TASK STATEMENT -
Which lines in the items below contain the string "dresser"? List every such line in full.

RECORDS SUPPLIED -

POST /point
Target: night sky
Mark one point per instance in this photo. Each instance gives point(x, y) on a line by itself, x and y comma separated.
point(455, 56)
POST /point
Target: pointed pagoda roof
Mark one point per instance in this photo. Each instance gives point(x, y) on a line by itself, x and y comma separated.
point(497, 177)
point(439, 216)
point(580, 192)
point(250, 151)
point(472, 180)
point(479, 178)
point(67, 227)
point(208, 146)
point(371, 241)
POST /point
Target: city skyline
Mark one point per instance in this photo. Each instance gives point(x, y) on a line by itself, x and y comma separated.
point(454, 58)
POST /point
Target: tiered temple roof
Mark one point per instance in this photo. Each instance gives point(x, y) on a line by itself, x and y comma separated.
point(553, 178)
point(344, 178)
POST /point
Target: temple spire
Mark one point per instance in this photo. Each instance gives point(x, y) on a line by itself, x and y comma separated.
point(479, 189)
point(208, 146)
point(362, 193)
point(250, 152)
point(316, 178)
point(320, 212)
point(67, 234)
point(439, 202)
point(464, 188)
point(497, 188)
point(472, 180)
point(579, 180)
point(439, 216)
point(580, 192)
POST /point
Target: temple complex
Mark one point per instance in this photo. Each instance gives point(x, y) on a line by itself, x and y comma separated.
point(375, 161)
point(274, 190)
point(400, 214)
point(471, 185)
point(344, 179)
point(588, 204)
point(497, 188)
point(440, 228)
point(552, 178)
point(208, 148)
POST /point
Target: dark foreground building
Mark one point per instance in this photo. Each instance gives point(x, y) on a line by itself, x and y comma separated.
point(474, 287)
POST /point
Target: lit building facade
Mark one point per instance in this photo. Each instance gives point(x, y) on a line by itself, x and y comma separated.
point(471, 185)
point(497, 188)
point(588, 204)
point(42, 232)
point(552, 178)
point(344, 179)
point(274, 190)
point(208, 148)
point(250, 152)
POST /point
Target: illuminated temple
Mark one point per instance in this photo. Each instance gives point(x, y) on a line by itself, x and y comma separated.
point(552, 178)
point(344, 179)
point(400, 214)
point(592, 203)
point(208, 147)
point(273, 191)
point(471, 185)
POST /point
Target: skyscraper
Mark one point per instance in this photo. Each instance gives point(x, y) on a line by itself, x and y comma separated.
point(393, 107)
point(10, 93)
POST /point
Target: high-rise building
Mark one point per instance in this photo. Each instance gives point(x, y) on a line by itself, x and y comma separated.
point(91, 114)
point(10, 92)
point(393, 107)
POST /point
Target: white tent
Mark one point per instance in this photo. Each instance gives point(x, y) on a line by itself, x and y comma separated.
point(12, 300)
--
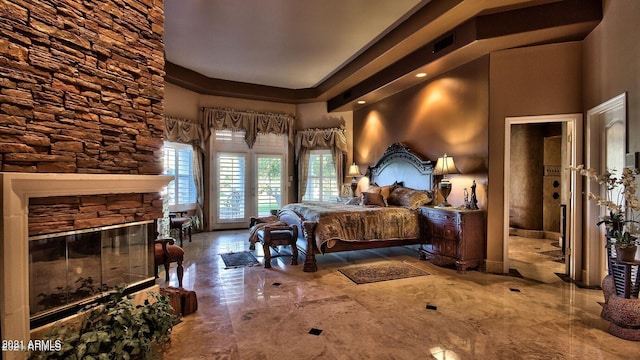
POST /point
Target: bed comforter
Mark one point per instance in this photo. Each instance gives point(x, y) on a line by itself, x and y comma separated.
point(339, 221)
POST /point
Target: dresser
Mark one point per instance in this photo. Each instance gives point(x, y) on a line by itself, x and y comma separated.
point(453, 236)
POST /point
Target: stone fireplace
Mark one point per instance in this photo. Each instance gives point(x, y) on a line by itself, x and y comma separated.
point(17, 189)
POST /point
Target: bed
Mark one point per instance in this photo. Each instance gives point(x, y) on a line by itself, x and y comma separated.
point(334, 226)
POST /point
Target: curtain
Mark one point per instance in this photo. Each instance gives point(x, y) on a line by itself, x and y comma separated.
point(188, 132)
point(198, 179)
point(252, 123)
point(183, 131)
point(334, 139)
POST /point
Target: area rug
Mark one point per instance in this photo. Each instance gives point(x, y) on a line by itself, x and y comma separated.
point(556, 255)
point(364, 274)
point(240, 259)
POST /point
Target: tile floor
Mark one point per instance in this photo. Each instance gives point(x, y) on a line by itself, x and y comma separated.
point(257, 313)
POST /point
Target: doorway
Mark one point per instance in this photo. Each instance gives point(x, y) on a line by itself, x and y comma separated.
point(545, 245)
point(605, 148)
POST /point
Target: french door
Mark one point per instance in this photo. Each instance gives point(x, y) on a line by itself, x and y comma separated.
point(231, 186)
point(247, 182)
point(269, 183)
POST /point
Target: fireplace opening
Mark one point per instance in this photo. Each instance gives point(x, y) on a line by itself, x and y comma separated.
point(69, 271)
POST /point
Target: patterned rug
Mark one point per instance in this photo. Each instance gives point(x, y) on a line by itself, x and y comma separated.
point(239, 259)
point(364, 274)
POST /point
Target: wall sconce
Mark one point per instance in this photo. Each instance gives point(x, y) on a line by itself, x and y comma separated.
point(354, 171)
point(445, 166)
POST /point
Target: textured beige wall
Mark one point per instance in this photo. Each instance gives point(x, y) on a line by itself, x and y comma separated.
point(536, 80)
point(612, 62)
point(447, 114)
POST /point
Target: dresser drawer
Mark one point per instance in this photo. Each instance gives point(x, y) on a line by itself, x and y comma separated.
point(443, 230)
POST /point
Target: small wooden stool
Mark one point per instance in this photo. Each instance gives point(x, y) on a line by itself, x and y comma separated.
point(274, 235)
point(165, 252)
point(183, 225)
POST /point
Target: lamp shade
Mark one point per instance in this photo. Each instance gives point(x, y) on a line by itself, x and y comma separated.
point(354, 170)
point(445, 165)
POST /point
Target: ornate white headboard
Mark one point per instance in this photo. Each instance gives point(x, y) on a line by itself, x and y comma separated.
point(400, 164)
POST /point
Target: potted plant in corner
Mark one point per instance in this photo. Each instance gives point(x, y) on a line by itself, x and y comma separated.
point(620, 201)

COMPLETED TASK -
Target: dresser
Target: dresser drawer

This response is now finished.